*Required work*. Switch "shoulder" to "elbow" in the stretch of items from the line containing "Return one point per instance of the woman, each" through the line containing "Target: shoulder", leaving everything else unchanged. Output only those lines.

>> START Entries provided

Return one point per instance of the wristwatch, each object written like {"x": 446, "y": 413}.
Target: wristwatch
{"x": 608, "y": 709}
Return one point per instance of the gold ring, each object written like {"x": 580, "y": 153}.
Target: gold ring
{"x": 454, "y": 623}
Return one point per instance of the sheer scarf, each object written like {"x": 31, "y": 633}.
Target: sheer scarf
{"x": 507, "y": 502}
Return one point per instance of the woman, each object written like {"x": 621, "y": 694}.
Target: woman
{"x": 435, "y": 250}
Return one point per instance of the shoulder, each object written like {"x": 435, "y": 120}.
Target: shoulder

>> END Entries provided
>> START Entries provided

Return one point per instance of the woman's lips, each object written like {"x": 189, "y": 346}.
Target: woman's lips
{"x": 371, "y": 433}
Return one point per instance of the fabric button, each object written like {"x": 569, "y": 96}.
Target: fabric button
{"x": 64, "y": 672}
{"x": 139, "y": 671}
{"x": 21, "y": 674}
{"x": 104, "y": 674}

>> END Entries provided

*Finished task*.
Return one point per instance of the woman, each object written like {"x": 621, "y": 694}.
Target: woman
{"x": 435, "y": 250}
Return one point per instance of the elbow, each object written like {"x": 435, "y": 120}.
Target: elbow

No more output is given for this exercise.